§ **Text shown**:
☆ ☆ ☆ ☆

Sooraj Santhosh (born September 19, 1987) is an Indian singer, songwriter, and composer. Santhosh is the recipient of a Kerala State Film Award (2016), 2 Mirchi Music Awards, and a Kerala State Film Critics Award (2021). He has sung around 300 songs in 8 languages.

Santhosh released his independent solo EP, The Gypsy Sun, in 2020. It's a multi-genre, multi-lingual album that consists of 5 songs.

Santhosh was the lead singer and has composed and performed with Masala Coffee until 2019, when he decided to dedicate more time to his own creative endeavors. Now he performs with his own band, Sooraj Santhosh Live.

==Career==
In 2016, he was awarded the Kerala State Film Award for Best Playback Singer for the song "Thaniye", composed by Vishnu Vijay for the film Guppy.

Santhosh's first international project was with Ganesh B Kumar and the European Chamber Choir. He performed the Shanmukha Kavacham in Germany along with the Choir.

=== Independent Music ===
In 2019, Santhosh started work on his solo independent EP, The Gypsy Sun, which had five songs in it. It's a multi-lingual album with tracks in Malayalam, Hindi and Tamil. He collaborated with musicians from across genres for this, like the hiphop artist Insanoid, music producer Varkey, and the renowned singer Sayanora.

☆ ☆ ☆ ☆

§ **Raw data**:
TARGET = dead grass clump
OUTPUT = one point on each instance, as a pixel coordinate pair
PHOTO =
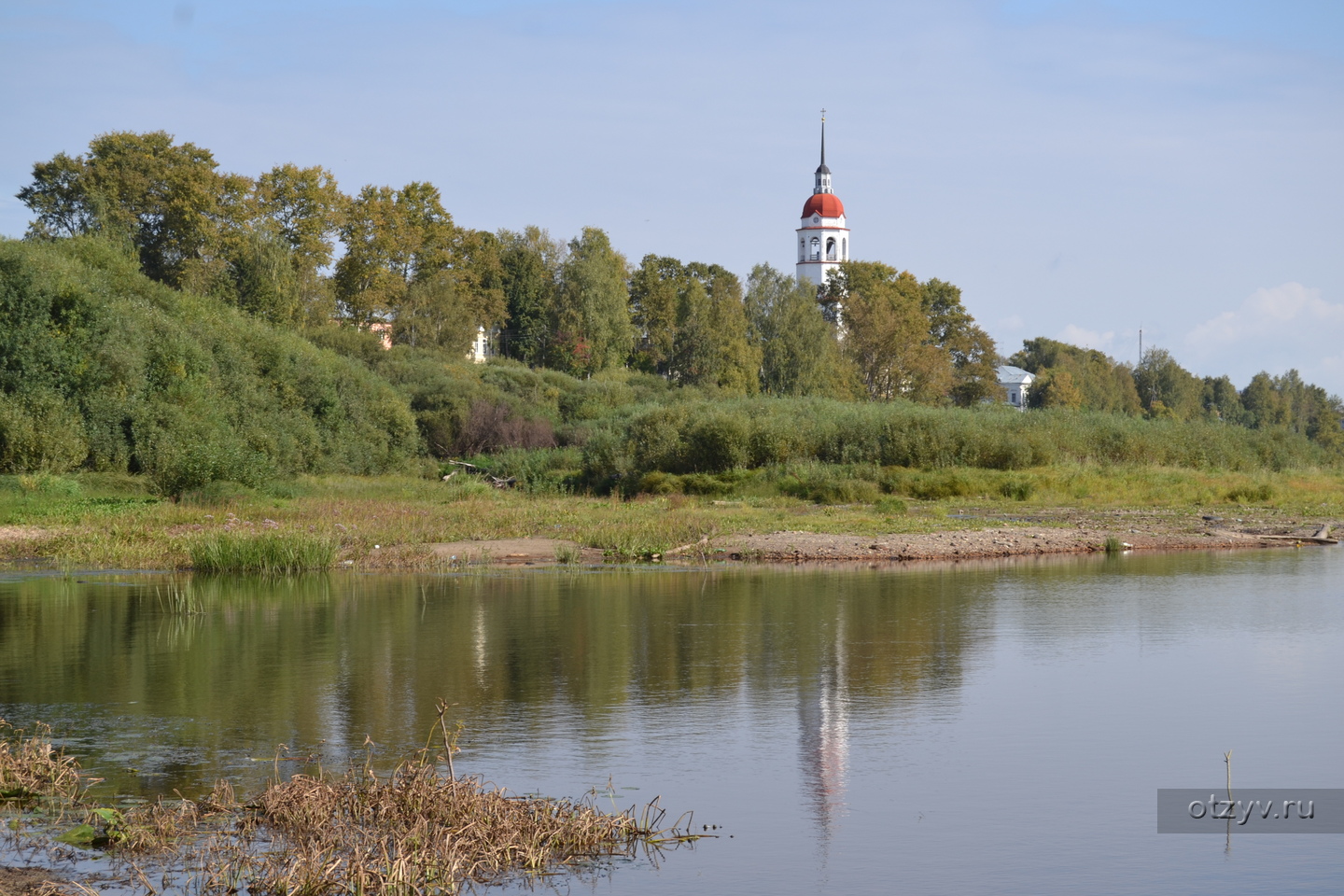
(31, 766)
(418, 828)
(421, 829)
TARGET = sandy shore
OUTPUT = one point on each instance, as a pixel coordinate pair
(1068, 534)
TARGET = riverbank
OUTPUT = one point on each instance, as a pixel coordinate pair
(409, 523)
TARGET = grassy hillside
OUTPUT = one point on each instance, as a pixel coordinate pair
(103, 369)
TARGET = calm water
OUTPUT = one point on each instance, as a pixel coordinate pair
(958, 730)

☆ ☆ ☆ ☆

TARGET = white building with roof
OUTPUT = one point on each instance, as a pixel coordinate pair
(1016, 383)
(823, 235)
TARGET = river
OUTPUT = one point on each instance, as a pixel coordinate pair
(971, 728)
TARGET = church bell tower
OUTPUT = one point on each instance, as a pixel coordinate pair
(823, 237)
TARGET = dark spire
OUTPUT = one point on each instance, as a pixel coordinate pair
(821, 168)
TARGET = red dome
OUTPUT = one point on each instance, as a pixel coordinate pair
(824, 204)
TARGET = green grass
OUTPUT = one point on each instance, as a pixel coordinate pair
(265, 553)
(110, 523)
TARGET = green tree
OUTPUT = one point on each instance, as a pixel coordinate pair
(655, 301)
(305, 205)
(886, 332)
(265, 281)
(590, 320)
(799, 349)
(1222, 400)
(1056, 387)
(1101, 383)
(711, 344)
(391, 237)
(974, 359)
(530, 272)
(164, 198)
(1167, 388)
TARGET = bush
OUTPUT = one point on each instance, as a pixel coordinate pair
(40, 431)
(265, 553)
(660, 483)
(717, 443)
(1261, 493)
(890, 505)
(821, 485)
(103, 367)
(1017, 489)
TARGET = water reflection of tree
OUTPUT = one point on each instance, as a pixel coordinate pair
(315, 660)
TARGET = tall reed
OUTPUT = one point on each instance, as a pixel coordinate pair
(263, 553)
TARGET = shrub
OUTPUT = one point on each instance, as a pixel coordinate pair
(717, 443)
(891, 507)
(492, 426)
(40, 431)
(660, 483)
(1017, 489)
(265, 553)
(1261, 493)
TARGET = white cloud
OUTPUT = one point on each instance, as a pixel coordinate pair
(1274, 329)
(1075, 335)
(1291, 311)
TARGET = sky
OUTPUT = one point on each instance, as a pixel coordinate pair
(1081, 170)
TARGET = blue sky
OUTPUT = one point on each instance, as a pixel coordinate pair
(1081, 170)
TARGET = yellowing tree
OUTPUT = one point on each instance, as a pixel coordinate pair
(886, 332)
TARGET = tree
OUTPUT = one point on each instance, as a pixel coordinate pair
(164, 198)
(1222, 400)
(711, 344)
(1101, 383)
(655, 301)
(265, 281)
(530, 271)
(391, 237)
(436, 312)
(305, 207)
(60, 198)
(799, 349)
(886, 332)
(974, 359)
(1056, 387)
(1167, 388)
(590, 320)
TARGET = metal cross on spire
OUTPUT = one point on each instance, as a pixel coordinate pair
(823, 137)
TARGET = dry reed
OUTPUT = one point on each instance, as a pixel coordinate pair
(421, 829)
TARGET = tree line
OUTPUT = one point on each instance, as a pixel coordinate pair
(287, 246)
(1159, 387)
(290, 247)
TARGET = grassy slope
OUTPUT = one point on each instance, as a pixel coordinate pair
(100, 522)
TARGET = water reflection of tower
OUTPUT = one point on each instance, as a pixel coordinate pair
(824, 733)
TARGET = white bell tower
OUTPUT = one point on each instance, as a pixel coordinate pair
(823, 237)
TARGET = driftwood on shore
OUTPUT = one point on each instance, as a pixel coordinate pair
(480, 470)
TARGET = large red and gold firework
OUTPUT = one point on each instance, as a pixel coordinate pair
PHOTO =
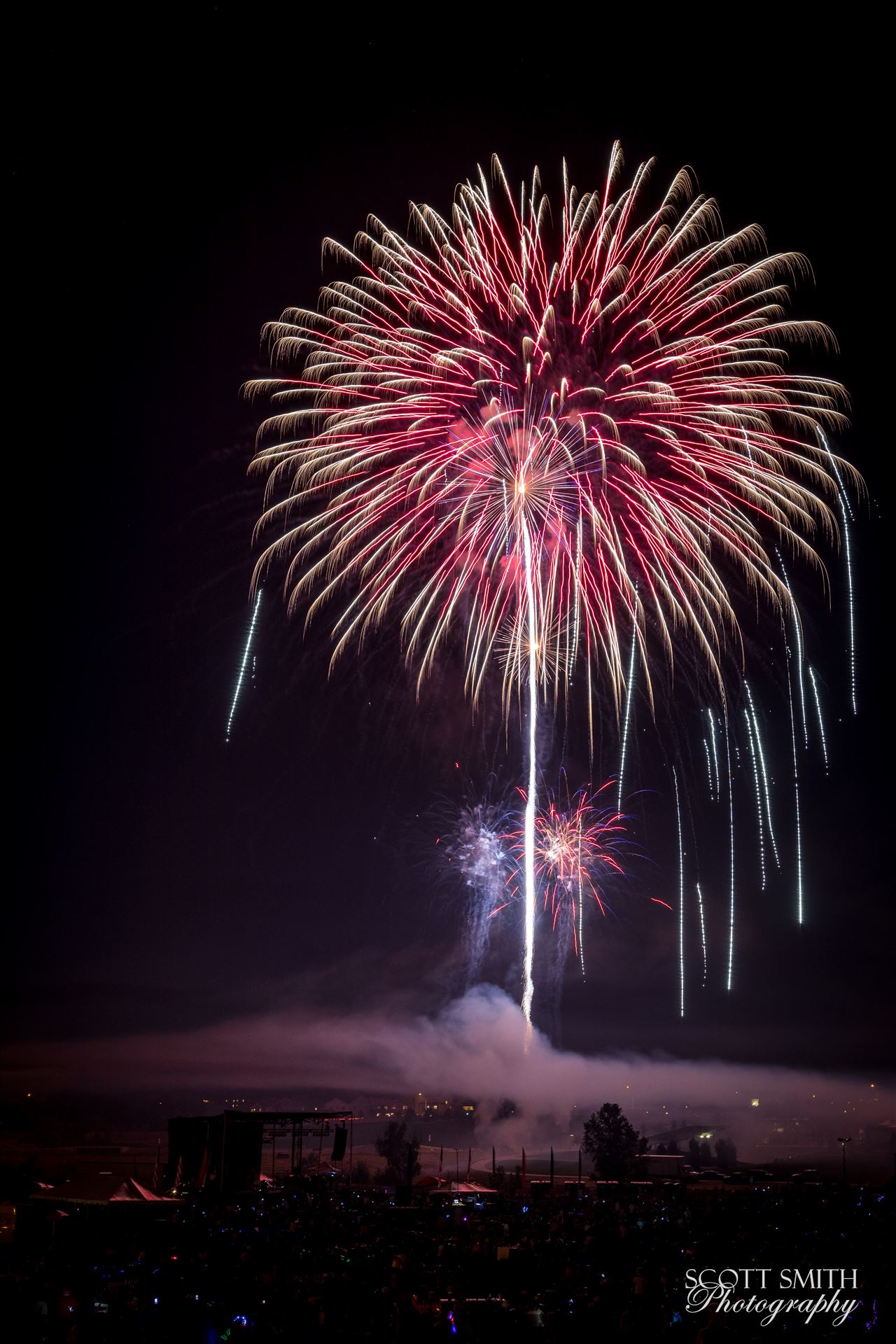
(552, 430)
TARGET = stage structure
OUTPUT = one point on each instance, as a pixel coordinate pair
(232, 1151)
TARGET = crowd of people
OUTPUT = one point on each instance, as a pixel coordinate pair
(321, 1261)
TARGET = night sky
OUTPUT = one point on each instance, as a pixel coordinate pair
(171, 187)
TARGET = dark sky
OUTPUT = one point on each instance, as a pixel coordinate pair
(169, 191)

☆ ☆ ☆ ☆

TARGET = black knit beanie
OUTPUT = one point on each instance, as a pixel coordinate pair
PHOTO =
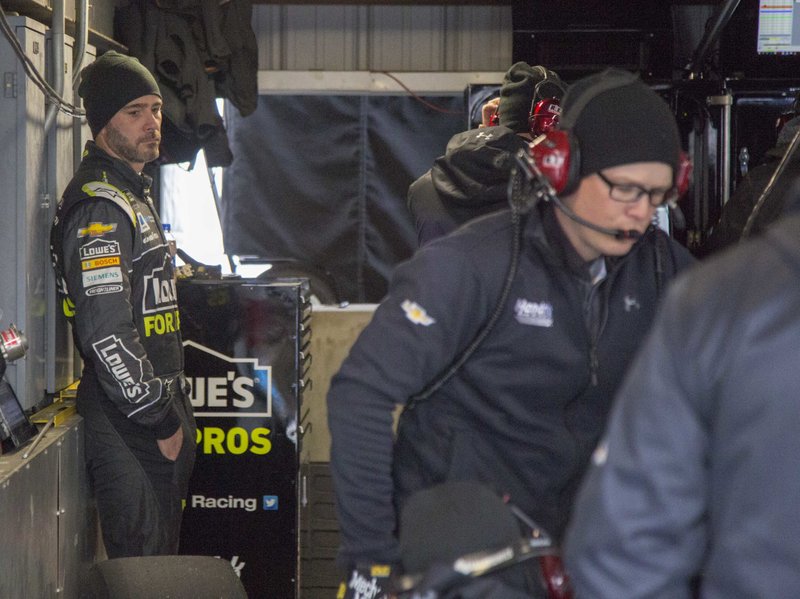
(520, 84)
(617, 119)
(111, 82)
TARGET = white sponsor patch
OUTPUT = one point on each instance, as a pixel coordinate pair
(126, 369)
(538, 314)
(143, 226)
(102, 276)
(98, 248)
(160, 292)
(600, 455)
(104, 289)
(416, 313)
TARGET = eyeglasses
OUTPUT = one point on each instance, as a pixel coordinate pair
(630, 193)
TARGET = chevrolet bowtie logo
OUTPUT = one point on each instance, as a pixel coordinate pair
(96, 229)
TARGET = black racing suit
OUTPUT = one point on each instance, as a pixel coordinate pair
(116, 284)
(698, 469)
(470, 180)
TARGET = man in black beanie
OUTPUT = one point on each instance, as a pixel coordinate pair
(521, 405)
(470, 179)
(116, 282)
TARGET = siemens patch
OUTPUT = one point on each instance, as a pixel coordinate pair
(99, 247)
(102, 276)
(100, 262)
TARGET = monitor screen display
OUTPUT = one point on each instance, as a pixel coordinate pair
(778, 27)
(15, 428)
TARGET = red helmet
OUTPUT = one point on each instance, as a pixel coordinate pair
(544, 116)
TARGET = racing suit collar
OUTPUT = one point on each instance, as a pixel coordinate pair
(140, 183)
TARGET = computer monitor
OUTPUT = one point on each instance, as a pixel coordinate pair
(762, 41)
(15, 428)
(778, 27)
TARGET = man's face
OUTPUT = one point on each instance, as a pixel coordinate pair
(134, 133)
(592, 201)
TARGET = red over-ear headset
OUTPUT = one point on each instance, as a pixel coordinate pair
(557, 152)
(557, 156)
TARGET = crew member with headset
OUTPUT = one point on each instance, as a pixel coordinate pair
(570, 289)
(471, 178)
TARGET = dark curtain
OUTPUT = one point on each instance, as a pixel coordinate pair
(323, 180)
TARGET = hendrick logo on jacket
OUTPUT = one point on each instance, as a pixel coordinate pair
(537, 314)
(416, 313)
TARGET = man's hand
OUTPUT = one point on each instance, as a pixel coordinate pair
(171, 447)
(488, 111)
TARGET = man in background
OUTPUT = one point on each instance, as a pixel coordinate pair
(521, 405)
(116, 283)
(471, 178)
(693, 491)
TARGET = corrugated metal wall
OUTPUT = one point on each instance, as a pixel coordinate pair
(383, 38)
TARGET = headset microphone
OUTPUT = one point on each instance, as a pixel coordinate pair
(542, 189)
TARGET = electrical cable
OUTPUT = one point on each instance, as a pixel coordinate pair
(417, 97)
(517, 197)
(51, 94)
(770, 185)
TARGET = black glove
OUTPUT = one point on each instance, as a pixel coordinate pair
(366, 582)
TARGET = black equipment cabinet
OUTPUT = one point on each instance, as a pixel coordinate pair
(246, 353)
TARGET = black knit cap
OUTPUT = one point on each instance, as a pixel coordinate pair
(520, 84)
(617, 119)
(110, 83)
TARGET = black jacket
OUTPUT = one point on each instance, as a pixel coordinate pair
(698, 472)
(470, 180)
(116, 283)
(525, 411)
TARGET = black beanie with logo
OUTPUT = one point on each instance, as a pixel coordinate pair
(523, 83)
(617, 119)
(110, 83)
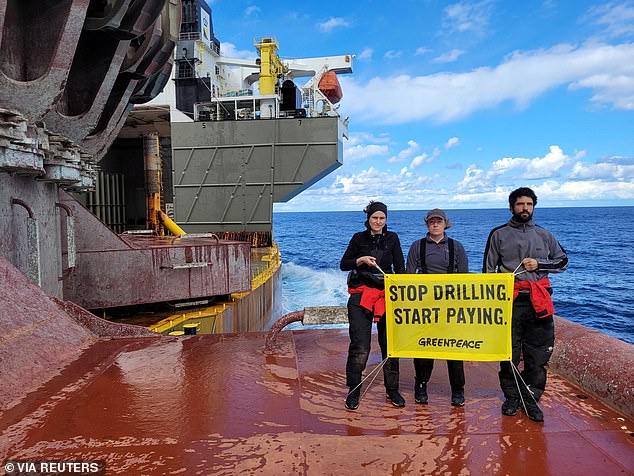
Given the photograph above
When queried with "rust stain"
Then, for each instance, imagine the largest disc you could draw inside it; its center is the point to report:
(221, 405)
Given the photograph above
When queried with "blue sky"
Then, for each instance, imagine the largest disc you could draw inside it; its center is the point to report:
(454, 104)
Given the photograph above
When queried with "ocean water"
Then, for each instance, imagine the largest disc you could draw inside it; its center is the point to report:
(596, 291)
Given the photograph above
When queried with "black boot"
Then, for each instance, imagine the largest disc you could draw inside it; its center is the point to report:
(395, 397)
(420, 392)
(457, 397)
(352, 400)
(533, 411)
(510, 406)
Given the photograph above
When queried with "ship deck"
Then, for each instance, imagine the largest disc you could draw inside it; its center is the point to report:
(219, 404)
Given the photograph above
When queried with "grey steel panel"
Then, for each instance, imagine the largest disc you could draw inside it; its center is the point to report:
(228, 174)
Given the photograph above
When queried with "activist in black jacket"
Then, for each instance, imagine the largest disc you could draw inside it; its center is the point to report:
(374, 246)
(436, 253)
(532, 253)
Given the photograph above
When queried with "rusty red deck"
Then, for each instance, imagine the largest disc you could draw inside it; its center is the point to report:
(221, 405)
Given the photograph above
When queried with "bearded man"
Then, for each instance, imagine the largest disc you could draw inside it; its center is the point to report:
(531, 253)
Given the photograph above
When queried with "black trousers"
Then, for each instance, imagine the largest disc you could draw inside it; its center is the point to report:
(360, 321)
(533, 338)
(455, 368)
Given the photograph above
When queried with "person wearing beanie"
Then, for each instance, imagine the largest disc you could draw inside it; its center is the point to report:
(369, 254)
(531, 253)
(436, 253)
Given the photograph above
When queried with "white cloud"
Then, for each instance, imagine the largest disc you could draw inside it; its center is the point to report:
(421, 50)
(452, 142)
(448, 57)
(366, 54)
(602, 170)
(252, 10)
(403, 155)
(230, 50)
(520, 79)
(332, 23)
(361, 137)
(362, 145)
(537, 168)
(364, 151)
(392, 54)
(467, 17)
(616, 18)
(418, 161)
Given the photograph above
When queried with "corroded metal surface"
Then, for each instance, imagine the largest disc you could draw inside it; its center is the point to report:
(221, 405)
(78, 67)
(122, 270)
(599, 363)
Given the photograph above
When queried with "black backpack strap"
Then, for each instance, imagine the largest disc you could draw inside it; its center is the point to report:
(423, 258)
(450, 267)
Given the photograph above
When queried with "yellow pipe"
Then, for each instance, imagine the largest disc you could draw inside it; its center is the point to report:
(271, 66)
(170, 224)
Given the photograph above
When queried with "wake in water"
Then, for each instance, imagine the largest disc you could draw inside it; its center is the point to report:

☆ ☆ ☆ ☆

§ **What you need to do**:
Copy the passage about Sooraj Santhosh from "Santhosh was the" up to and including "Sooraj Santhosh Live.", changing "lead singer" to "frontman".

§ **Your solution**:
Santhosh was the frontman and has composed and performed with Masala Coffee until 2019, when he decided to dedicate more time to his own creative endeavors. Now he performs with his own band, Sooraj Santhosh Live.